WORK REQUEST →
Work out how many lines of the listing below contain the word "track". Respond with that number only.

RECORDS FOR THIS EXERCISE →
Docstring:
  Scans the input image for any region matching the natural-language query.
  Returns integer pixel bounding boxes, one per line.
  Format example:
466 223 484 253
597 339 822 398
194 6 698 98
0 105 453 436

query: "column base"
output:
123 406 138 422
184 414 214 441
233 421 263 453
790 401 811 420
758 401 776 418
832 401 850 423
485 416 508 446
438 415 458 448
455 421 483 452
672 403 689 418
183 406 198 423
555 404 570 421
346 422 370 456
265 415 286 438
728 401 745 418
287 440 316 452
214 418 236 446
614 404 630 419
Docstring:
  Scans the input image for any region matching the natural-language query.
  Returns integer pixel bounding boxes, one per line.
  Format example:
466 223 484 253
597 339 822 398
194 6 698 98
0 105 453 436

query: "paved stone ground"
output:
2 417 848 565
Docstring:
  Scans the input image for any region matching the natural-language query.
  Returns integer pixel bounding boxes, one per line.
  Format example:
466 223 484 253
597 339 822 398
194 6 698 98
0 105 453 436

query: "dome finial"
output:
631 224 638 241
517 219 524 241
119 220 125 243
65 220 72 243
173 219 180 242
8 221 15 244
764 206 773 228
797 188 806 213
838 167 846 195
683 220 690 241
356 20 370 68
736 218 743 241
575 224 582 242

--

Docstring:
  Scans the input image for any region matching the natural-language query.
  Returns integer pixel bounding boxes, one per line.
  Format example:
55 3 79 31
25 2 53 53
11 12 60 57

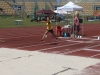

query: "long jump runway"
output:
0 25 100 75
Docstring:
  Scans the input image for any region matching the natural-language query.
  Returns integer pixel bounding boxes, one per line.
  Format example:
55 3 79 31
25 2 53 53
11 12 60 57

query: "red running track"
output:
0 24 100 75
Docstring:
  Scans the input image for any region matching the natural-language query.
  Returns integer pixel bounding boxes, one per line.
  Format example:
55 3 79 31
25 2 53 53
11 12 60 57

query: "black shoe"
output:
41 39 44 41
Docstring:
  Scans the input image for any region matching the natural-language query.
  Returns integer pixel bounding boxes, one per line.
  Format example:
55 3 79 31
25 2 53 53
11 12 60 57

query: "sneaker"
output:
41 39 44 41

---

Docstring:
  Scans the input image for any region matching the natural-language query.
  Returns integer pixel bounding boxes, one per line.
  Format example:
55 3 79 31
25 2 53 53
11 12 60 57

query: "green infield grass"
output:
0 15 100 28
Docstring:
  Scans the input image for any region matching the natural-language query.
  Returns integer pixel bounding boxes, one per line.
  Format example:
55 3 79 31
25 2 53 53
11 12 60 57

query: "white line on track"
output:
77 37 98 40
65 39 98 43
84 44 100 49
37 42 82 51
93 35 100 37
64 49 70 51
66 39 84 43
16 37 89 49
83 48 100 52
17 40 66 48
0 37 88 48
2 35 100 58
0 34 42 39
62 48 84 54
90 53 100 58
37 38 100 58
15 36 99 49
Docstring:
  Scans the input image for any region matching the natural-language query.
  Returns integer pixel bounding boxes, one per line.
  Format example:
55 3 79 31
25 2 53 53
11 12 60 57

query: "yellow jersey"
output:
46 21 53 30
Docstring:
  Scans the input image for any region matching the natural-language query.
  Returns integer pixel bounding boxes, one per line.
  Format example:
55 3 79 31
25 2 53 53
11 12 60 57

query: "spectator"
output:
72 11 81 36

TASK RESPONSE →
2